TASK INPUTS:
--*--
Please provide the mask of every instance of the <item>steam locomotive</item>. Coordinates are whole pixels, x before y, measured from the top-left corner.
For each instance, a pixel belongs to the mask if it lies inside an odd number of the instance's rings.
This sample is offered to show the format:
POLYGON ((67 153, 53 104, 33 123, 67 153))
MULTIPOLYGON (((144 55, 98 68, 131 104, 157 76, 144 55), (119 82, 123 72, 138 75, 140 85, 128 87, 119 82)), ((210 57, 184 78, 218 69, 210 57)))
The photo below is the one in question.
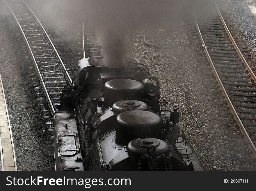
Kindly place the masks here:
--*--
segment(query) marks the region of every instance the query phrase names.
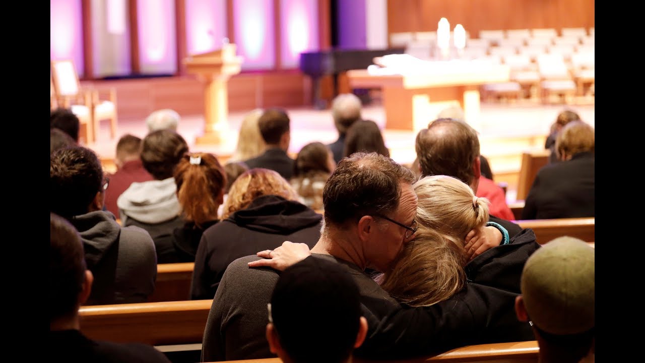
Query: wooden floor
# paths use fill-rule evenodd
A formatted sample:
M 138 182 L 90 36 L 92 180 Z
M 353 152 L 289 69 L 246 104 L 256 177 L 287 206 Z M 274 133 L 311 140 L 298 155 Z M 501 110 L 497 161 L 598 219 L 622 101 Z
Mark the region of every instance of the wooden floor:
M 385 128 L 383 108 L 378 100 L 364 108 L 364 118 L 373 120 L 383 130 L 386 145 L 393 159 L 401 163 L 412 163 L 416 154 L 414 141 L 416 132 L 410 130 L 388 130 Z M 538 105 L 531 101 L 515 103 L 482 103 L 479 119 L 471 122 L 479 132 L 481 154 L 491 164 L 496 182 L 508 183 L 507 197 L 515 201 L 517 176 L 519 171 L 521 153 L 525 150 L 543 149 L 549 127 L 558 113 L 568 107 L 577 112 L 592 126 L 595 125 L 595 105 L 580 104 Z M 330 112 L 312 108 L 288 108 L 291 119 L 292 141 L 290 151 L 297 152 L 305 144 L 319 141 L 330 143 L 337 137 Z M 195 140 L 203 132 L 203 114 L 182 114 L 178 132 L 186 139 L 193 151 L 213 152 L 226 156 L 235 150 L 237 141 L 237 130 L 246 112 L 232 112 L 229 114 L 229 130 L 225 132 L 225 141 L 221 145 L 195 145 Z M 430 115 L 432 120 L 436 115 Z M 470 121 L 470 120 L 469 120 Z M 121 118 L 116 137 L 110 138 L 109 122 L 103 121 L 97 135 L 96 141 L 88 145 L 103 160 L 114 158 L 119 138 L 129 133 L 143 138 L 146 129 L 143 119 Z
--*--
DIRECTIVE: Copy the lines of the records verbatim, from the line containing "Please provide the" up to and including the line containing "The photo below is the one in question.".

FINAL RESULT:
Please provide the mask of every instance of the <item>steam locomotive</item>. Coordinates are whole pixels, x before y, measured from the top-left corner.
For each instance, a pixel belongs to the mask if it lies inside an odd number of the instance's rings.
This sample is offered to show the format:
POLYGON ((67 153, 53 104, 33 123, 67 153))
MULTIPOLYGON (((144 55, 98 68, 131 104, 157 76, 144 55), (119 82, 123 72, 138 75, 140 85, 128 87, 119 82)), ((210 57, 184 78, 218 69, 210 57)))
The photo below is the one in question.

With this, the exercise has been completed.